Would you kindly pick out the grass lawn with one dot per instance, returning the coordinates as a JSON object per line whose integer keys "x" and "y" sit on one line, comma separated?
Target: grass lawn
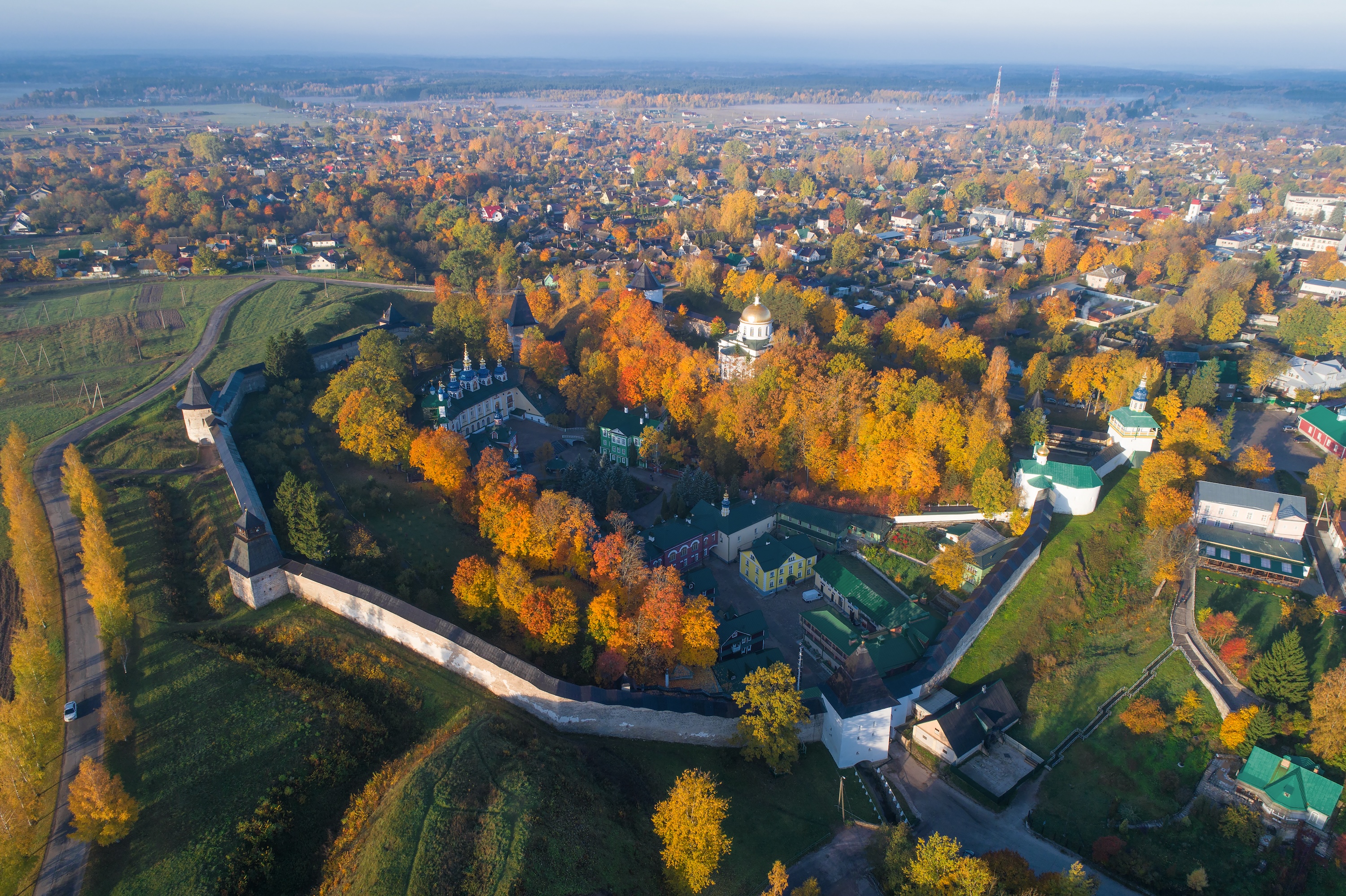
{"x": 552, "y": 813}
{"x": 1116, "y": 777}
{"x": 212, "y": 734}
{"x": 543, "y": 813}
{"x": 321, "y": 314}
{"x": 1081, "y": 623}
{"x": 1259, "y": 609}
{"x": 61, "y": 342}
{"x": 151, "y": 438}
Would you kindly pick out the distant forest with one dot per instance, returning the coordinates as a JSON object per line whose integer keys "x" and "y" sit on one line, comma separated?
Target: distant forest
{"x": 136, "y": 80}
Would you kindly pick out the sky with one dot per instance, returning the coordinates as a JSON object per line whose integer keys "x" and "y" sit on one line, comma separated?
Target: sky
{"x": 1192, "y": 35}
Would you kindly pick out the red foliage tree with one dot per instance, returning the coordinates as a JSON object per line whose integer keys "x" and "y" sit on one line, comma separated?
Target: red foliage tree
{"x": 1106, "y": 848}
{"x": 609, "y": 666}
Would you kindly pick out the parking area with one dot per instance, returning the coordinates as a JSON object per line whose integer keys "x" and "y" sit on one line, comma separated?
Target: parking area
{"x": 781, "y": 611}
{"x": 1255, "y": 426}
{"x": 998, "y": 769}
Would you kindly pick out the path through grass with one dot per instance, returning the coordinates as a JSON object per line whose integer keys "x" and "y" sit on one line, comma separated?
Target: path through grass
{"x": 60, "y": 345}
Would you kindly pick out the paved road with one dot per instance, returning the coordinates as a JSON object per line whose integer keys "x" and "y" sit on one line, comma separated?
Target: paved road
{"x": 947, "y": 810}
{"x": 1254, "y": 426}
{"x": 64, "y": 863}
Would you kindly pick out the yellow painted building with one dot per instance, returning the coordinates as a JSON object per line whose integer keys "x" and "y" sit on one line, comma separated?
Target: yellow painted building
{"x": 773, "y": 564}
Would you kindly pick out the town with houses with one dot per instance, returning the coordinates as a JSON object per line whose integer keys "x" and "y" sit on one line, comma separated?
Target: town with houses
{"x": 858, "y": 486}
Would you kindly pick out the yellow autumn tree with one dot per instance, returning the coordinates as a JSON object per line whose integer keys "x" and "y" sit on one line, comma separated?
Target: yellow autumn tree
{"x": 442, "y": 455}
{"x": 1233, "y": 731}
{"x": 691, "y": 825}
{"x": 103, "y": 810}
{"x": 1167, "y": 508}
{"x": 79, "y": 483}
{"x": 1255, "y": 463}
{"x": 1188, "y": 707}
{"x": 371, "y": 428}
{"x": 951, "y": 567}
{"x": 772, "y": 709}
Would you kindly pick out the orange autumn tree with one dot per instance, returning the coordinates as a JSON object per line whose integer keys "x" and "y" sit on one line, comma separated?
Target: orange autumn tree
{"x": 505, "y": 516}
{"x": 640, "y": 614}
{"x": 442, "y": 455}
{"x": 474, "y": 588}
{"x": 1145, "y": 716}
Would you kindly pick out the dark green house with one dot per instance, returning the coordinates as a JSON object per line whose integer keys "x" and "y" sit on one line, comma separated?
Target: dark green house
{"x": 620, "y": 435}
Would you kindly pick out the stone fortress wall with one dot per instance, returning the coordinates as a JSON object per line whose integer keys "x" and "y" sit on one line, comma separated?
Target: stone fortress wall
{"x": 667, "y": 715}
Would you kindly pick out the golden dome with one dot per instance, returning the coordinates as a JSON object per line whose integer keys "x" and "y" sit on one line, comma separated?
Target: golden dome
{"x": 757, "y": 313}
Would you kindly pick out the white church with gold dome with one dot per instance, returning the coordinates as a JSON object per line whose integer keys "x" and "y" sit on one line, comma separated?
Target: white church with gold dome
{"x": 743, "y": 346}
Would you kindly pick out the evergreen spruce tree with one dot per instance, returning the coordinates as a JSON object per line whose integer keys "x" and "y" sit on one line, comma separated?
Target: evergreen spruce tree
{"x": 1282, "y": 674}
{"x": 1227, "y": 432}
{"x": 1205, "y": 387}
{"x": 309, "y": 532}
{"x": 275, "y": 364}
{"x": 284, "y": 506}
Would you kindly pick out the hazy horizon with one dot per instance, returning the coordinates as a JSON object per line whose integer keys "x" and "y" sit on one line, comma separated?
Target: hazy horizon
{"x": 1205, "y": 37}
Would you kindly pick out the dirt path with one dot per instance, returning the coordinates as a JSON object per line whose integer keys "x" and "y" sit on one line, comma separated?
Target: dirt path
{"x": 64, "y": 863}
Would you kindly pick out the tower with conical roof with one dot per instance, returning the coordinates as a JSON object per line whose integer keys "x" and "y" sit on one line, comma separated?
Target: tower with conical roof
{"x": 255, "y": 561}
{"x": 519, "y": 321}
{"x": 859, "y": 712}
{"x": 642, "y": 280}
{"x": 197, "y": 412}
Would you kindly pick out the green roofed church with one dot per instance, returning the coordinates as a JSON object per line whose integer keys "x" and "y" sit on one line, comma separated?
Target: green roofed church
{"x": 620, "y": 435}
{"x": 1289, "y": 789}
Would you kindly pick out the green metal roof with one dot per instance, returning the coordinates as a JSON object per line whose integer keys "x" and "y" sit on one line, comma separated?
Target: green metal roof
{"x": 889, "y": 652}
{"x": 1128, "y": 419}
{"x": 625, "y": 422}
{"x": 743, "y": 514}
{"x": 1325, "y": 420}
{"x": 1060, "y": 474}
{"x": 772, "y": 553}
{"x": 835, "y": 627}
{"x": 749, "y": 623}
{"x": 1252, "y": 543}
{"x": 730, "y": 673}
{"x": 830, "y": 522}
{"x": 865, "y": 588}
{"x": 672, "y": 535}
{"x": 1290, "y": 782}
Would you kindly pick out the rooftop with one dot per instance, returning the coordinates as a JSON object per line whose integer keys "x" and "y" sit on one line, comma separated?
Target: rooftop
{"x": 1290, "y": 782}
{"x": 743, "y": 514}
{"x": 867, "y": 590}
{"x": 1252, "y": 543}
{"x": 1252, "y": 498}
{"x": 773, "y": 553}
{"x": 1060, "y": 474}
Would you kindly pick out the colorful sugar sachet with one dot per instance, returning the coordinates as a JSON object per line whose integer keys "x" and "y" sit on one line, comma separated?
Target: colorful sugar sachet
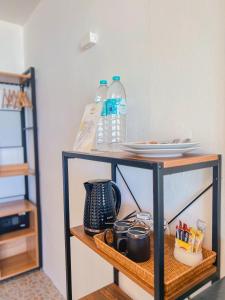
{"x": 189, "y": 238}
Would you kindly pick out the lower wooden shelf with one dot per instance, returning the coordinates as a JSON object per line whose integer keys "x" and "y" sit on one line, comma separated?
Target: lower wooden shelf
{"x": 79, "y": 233}
{"x": 15, "y": 170}
{"x": 109, "y": 292}
{"x": 16, "y": 264}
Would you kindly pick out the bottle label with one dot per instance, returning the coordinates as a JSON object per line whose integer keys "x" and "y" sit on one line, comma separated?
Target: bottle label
{"x": 116, "y": 106}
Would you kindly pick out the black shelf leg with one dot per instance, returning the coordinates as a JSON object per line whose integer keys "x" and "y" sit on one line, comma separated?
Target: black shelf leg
{"x": 158, "y": 210}
{"x": 67, "y": 227}
{"x": 216, "y": 214}
{"x": 115, "y": 271}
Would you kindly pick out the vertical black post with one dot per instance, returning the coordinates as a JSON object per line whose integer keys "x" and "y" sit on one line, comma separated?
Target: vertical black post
{"x": 115, "y": 271}
{"x": 67, "y": 227}
{"x": 36, "y": 159}
{"x": 216, "y": 214}
{"x": 158, "y": 210}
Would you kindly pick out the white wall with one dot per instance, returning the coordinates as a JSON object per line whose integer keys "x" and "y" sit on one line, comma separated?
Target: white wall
{"x": 170, "y": 55}
{"x": 11, "y": 60}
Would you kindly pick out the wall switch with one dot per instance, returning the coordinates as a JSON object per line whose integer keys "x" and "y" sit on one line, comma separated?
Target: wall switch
{"x": 89, "y": 40}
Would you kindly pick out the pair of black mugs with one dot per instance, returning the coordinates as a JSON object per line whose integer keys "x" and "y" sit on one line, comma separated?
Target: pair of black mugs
{"x": 131, "y": 239}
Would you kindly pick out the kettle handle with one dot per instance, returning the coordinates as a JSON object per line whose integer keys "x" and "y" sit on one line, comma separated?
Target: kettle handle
{"x": 117, "y": 196}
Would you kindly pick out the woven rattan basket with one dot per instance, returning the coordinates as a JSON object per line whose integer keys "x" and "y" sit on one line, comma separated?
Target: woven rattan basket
{"x": 176, "y": 273}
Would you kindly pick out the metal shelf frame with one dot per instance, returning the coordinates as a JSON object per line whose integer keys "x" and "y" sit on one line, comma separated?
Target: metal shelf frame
{"x": 159, "y": 172}
{"x": 29, "y": 82}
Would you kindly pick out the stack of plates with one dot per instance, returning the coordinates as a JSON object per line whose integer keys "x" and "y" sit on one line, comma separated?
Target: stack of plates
{"x": 160, "y": 149}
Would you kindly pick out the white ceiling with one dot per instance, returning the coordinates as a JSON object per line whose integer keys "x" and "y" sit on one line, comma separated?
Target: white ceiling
{"x": 17, "y": 11}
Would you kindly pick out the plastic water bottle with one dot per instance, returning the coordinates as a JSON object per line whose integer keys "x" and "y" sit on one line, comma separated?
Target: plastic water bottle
{"x": 116, "y": 107}
{"x": 102, "y": 126}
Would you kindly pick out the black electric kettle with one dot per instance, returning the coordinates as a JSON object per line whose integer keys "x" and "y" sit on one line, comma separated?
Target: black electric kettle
{"x": 102, "y": 204}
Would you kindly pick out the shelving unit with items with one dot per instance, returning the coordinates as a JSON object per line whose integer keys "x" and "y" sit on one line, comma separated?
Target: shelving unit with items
{"x": 20, "y": 243}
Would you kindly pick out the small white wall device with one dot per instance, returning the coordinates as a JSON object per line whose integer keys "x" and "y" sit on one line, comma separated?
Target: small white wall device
{"x": 89, "y": 40}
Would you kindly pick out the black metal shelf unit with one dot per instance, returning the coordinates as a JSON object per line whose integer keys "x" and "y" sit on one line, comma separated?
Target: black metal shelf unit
{"x": 27, "y": 80}
{"x": 160, "y": 170}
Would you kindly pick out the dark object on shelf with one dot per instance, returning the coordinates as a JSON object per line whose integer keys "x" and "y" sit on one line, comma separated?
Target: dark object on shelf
{"x": 161, "y": 168}
{"x": 119, "y": 235}
{"x": 215, "y": 292}
{"x": 14, "y": 222}
{"x": 138, "y": 243}
{"x": 102, "y": 204}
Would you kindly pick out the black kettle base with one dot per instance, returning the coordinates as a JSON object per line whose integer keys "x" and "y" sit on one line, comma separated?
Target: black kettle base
{"x": 91, "y": 231}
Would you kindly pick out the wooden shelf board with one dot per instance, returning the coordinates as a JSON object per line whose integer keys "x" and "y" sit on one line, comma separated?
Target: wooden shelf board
{"x": 16, "y": 207}
{"x": 15, "y": 170}
{"x": 16, "y": 235}
{"x": 16, "y": 264}
{"x": 79, "y": 233}
{"x": 13, "y": 77}
{"x": 184, "y": 160}
{"x": 109, "y": 292}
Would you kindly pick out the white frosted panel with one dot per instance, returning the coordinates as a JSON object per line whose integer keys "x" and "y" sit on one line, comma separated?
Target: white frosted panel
{"x": 10, "y": 129}
{"x": 11, "y": 156}
{"x": 10, "y": 186}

________________

**WHAT IS NEEDED**. Copy out exactly the lines from the line with "Would you kindly pick out the black electric" to the end of the listing, including both of those lines, and give nothing else.

**CORRECT OUTPUT**.
Would you kindly pick out the black electric kettle with one dot per instance, returning the coordinates as a JSON object per line whose integer keys "x" and "y" sit on one line, comma separated?
Target: black electric kettle
{"x": 102, "y": 204}
Would you kindly pick out the shelving unit with items with one dot per instance, returning the coordinates as a JSON object per line whose integer keys "x" and "y" sit on one line, comma separated?
Target: shelving unit with items
{"x": 20, "y": 243}
Would you kindly pick out the small white wall device with one dot per instance, returning the coordinates as a JSON object per line whose integer keys "x" and "y" sit on one line, comma separated?
Target: small white wall device
{"x": 89, "y": 40}
Would you kindly pick out the black metal shelf unit with one dot per instance, returning the coordinates as a JSON object per line whose integer keys "x" and "y" sit on one line, comma separated?
Target: black metal shelf unit
{"x": 27, "y": 80}
{"x": 160, "y": 170}
Would you kindly pick out the dark object on shelf with one dot per instance, returning the coordinates as a JSON object per line whose integer keys "x" and "y" sit on one line, comma separated?
Target: dark object on shelf
{"x": 161, "y": 168}
{"x": 119, "y": 235}
{"x": 215, "y": 292}
{"x": 14, "y": 222}
{"x": 138, "y": 243}
{"x": 102, "y": 204}
Would you kindly pick out the black kettle base with one dot per instance, returning the coordinates as a JSON object per line whose integer keys "x" and "y" sit on one line, comma separated?
Target: black kettle base
{"x": 91, "y": 231}
Would you kindly pick out the wooden shelf board with one dot per instance, returning the coordinates as a JSON object per line whose integer keys "x" and "y" sit on one line, comma separated?
Target: wooden shelf board
{"x": 16, "y": 207}
{"x": 15, "y": 170}
{"x": 16, "y": 235}
{"x": 16, "y": 264}
{"x": 79, "y": 233}
{"x": 13, "y": 77}
{"x": 184, "y": 160}
{"x": 109, "y": 292}
Would you kindly pick out the white frosted panel with one dot per instance, returning the coordinates as a JSON object per line whose integer keys "x" and "y" sit on one line, comma separated?
Target: white frosted panel
{"x": 10, "y": 129}
{"x": 11, "y": 156}
{"x": 10, "y": 186}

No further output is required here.